▶ Questions to answer:
a – In the glioblastoma abstract, what pH was used to mimic acidic tumor conditions in the release studies?
b – Reproduce the glioblastoma abstract word for word from "Title : Development" to "is critically needed.".

▶ Supplied passage:
Title : Development of DES-modified lignin nanoparticle and nanodiamond-based smart nano-drug delivery platforms for the treatment of Glioblastoma
Abstract:
Glioblastoma (GBM) is an aggressive and highly invasive brain tumor characterized by poor prognosis and limited therapeutic success due to the presence of the blood–brain barrier (BBB) and intrinsic treatment resistance. Conventional treatment strategies, including surgery, radiotherapy, and chemotherapy, remain insufficient in achieving long-term disease treatment. In particular, the limited BBB permeability and rapid systemic degradation of chemotherapeutic agents such as temozolomide (TMZ) significantly reduce treatment efficacy. Therefore, development of advanced, targeted, and biocompatible drug delivery systems is critically needed.
In this study, we report the development of a novel, environmentally sustainable nano-drug delivery platform based on deep eutectic solvent (DES)-modified nanodiamonds (ND) and lignin-derived nanoparticles (LNPs). Both nanocarrier systems were synthesized and functionalized using DES under green chemistry principles, enabling controlled surface modification while preserving structural integrity. Recycled lignin was utilized as a renewable carbon source for nanoparticle synthesis, contributing to the sustainability and cost-effectiveness of the platform. Physicochemical characterization studies (zeta potential, DLS, FT-IR, XRD, SEM) demonstrated that DES modification significantly improved the colloidal stability of the nanoparticles, reduced their aggregation tendency, and enhanced experimental reproducibility. In addition, the introduction of new surface functional groups strengthened potential biological interactions while preserving the fundamental structural integrity of the nanomaterials. The resulting systems exhibited optimized hydrodynamic sizes (130–180 nm) and low polydispersity indices, indicating their suitability for efficient cellular uptake and potential BBB penetration.
Building on these favorable physicochemical properties, the drug loading capacity of the nanocarriers was subsequently evaluated using temozolomide as a model chemotherapeutic agent. Temozolomide was loaded onto both nanocarrier systems via physical adsorption, and drug loading efficiency was quantified using UV–Vis spectroscopy. In vitro release studies demonstrated controlled and pH-responsive drug release behavior, with enhanced release under tumor-mimicking acidic conditions (pH 6.4) compared to physiological conditions (pH 7.4). These findings indicate that the developed systems exhibit pH-responsive drug release behavior, with enhanced release under mildly acidic conditions mimicking the tumor microenvironment. To further evaluate their suitability for biomedical applications, the biocompatibility and cytotoxicity profiles of the nanocarriers were investigated. Biocompatibility and cytotoxicity were assessed using MTT assays on HEK-293T cells. The results indicated low toxicity and high biocompatibility for both ND and LNP systems, with some concentrations promoting cell viability. These findings support their potential safety for biomedical applications.

▶ Data under study:
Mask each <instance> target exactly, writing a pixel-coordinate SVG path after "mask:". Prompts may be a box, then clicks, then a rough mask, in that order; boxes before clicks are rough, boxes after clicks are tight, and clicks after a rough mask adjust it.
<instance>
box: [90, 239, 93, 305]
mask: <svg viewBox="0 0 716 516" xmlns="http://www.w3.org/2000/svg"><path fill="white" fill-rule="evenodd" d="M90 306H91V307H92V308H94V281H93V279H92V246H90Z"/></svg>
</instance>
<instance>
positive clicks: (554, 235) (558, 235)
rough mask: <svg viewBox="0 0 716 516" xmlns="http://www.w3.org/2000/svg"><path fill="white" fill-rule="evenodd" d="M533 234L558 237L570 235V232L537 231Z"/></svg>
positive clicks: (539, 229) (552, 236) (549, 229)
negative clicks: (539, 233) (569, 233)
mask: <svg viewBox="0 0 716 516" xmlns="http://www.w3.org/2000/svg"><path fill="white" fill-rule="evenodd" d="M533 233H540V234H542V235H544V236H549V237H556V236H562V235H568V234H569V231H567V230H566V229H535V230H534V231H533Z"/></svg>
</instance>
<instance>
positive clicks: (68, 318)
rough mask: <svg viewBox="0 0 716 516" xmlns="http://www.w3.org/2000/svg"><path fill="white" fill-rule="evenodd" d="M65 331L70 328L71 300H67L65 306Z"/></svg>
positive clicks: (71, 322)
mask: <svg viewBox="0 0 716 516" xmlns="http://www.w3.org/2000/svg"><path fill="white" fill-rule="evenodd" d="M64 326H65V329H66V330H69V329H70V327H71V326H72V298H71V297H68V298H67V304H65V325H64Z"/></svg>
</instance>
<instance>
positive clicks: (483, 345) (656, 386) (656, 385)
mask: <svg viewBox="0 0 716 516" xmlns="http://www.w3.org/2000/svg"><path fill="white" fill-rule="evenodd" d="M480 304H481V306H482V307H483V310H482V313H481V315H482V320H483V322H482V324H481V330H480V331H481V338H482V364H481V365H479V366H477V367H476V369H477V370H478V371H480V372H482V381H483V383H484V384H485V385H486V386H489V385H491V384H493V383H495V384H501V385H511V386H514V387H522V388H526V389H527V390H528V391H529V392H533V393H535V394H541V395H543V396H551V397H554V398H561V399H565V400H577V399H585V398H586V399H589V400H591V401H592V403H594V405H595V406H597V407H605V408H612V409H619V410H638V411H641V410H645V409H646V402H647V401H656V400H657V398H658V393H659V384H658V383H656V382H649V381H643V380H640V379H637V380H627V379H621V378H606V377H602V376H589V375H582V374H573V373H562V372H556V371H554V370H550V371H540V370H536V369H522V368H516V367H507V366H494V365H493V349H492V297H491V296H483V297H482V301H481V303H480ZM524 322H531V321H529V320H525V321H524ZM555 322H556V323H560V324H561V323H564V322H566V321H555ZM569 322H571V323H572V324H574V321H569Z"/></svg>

▶ Expected outputs:
a – pH 6.4

b –
Title : Development of DES-modified lignin nanoparticle and nanodiamond-based smart nano-drug delivery platforms for the treatment of Glioblastoma
Abstract:
Glioblastoma (GBM) is an aggressive and highly invasive brain tumor characterized by poor prognosis and limited therapeutic success due to the presence of the blood–brain barrier (BBB) and intrinsic treatment resistance. Conventional treatment strategies, including surgery, radiotherapy, and chemotherapy, remain insufficient in achieving long-term disease treatment. In particular, the limited BBB permeability and rapid systemic degradation of chemotherapeutic agents such as temozolomide (TMZ) significantly reduce treatment efficacy. Therefore, development of advanced, targeted, and biocompatible drug delivery systems is critically needed.